■ WORK TO COMPLETE: Please repeat the lines below, exactly and only, from the one that holds "You must fill" through the one that holds "positive clicks: (844, 280) (835, 332)".

■ DATA SUPPLIED:
# # # #

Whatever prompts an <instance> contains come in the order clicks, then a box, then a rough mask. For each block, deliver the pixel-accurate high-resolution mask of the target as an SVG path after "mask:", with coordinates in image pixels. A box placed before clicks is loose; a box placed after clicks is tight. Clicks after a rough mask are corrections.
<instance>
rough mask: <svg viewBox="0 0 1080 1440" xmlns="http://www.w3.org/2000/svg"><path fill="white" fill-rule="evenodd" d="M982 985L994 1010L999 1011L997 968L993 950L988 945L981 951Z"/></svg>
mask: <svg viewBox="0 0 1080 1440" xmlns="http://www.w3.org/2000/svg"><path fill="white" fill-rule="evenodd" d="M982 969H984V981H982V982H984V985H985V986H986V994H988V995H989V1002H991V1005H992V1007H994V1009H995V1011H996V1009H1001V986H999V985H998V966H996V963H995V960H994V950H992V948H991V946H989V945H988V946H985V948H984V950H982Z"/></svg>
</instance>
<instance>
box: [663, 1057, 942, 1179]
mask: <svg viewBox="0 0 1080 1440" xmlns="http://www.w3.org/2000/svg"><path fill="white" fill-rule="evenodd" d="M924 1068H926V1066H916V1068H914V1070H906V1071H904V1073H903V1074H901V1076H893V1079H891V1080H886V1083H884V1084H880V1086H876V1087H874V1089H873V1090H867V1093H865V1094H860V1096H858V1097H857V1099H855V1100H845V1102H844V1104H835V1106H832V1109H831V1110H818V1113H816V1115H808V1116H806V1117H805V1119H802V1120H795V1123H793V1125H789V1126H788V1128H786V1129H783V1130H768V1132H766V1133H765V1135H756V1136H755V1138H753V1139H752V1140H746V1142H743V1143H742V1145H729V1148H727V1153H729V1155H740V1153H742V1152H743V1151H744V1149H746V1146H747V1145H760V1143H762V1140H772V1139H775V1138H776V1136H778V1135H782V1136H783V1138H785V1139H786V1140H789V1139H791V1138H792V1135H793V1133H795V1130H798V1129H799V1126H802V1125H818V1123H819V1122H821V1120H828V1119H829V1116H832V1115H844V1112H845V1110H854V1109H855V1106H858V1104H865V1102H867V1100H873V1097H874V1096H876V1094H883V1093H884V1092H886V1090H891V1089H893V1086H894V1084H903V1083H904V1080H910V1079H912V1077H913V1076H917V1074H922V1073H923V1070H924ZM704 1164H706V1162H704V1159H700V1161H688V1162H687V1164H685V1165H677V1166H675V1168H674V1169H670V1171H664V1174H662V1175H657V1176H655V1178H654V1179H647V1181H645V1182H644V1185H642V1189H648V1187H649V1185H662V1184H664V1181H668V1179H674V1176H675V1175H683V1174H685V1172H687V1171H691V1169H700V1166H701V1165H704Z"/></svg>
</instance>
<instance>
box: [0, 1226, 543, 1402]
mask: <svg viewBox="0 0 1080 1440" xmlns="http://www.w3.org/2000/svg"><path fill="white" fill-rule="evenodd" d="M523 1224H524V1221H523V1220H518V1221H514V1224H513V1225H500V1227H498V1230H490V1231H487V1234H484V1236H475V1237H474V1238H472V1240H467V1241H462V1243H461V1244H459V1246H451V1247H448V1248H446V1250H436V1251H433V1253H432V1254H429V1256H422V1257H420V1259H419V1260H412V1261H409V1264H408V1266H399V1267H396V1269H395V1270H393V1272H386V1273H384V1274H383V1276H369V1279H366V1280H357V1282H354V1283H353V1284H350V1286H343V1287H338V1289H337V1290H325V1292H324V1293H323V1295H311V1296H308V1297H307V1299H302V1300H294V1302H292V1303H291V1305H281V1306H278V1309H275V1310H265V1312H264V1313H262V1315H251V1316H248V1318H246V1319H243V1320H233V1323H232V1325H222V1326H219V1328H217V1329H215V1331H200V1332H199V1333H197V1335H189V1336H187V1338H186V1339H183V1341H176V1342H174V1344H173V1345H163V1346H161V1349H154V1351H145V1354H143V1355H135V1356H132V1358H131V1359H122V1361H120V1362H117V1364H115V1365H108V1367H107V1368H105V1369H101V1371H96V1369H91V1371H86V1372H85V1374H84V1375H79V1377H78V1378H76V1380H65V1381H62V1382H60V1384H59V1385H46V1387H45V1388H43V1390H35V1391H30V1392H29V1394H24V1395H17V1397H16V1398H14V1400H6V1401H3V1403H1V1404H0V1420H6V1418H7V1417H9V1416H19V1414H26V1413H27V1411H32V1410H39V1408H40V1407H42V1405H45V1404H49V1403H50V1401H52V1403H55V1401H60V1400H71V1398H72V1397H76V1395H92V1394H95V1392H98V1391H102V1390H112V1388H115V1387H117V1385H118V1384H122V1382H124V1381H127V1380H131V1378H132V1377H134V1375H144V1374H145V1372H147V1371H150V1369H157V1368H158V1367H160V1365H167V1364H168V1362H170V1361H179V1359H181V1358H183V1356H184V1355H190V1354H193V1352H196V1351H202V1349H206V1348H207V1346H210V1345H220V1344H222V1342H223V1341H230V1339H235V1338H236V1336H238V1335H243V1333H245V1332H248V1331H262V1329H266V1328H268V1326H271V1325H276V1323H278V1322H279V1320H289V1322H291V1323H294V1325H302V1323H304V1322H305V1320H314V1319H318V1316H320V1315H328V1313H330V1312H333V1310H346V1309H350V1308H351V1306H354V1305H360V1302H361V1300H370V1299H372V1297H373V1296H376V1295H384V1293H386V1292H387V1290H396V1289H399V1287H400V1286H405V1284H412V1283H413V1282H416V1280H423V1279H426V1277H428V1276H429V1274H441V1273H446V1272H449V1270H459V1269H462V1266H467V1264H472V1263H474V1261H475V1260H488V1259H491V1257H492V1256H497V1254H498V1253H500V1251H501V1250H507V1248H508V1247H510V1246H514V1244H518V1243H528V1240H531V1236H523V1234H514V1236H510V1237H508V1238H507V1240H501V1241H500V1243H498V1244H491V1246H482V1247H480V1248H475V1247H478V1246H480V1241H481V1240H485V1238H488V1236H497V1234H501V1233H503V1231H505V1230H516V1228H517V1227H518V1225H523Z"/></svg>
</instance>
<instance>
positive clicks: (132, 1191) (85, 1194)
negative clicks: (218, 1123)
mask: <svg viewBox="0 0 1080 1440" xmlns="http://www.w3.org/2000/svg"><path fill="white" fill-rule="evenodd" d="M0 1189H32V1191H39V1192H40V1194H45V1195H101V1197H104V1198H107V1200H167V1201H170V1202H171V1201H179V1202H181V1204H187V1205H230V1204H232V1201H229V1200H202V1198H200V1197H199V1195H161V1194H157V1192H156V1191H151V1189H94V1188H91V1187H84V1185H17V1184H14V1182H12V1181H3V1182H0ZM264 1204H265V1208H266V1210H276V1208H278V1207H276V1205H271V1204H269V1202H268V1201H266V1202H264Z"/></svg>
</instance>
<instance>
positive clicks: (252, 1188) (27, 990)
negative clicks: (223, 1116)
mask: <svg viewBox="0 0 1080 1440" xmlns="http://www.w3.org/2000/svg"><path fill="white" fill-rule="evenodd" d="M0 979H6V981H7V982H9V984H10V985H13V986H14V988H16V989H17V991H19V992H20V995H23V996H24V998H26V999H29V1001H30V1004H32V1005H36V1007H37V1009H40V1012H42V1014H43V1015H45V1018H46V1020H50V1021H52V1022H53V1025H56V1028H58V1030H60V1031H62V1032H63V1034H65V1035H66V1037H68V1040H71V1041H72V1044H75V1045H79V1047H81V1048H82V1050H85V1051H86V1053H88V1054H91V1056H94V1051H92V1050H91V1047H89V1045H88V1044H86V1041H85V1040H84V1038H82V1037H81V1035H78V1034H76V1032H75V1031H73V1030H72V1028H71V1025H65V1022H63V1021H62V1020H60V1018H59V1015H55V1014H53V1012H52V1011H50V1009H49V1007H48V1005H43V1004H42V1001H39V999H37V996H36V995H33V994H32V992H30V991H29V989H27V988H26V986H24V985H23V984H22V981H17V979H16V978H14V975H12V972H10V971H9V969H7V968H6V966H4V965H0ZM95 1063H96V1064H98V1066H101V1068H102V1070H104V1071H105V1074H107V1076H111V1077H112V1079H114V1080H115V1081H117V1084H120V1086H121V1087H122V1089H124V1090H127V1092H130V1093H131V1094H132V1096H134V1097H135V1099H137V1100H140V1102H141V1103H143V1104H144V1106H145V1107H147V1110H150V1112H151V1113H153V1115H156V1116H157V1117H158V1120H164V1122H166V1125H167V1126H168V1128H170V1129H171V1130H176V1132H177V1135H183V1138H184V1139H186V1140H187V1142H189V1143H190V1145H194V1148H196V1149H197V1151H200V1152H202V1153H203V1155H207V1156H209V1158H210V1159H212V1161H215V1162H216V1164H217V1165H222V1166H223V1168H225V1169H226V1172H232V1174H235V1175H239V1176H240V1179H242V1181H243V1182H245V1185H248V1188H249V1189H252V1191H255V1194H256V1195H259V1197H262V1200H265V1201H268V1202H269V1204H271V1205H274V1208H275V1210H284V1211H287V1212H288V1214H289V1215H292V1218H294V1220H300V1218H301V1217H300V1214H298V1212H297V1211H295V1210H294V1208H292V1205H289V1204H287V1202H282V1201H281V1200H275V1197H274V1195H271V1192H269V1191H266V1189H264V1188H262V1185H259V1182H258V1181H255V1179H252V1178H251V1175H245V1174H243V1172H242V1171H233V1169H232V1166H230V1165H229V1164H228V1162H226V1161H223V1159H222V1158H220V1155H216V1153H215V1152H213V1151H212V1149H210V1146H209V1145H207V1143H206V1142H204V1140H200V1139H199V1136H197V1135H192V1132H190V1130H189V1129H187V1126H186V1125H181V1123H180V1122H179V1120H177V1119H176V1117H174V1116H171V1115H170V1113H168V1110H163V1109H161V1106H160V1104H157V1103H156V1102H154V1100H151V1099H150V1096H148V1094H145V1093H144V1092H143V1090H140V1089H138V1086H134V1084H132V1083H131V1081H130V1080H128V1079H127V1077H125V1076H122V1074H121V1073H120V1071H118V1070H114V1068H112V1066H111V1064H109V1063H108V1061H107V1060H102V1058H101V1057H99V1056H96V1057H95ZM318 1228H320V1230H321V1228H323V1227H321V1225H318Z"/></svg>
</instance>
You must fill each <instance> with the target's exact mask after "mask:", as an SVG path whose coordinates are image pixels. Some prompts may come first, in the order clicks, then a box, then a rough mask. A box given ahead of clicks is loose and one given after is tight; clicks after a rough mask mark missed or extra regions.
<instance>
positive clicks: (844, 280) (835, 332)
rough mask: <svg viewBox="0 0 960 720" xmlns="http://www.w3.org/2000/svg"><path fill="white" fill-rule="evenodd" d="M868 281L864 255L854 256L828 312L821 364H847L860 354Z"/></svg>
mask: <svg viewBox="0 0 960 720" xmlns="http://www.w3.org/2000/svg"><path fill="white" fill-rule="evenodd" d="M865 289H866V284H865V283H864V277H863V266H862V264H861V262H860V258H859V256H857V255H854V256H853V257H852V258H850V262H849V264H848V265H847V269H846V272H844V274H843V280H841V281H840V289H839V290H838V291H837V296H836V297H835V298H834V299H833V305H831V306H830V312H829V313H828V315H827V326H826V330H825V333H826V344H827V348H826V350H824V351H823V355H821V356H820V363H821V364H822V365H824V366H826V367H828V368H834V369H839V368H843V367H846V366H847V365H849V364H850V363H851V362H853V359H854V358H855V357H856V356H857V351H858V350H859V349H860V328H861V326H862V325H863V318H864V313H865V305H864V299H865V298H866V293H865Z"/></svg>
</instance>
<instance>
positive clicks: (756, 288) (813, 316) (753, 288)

# # # #

■ WRITTEN REPLY:
You must fill each <instance> with the target's exact mask after "mask:", as an SVG path whose coordinates are image pixels. Some prompts may come first, in the order clicks, then a box, then a rough mask. A box given ahead of clicks is loose and one given after is tight; clicks after a rough mask mark missed or extra regions.
<instance>
positive clicks: (844, 280) (835, 332)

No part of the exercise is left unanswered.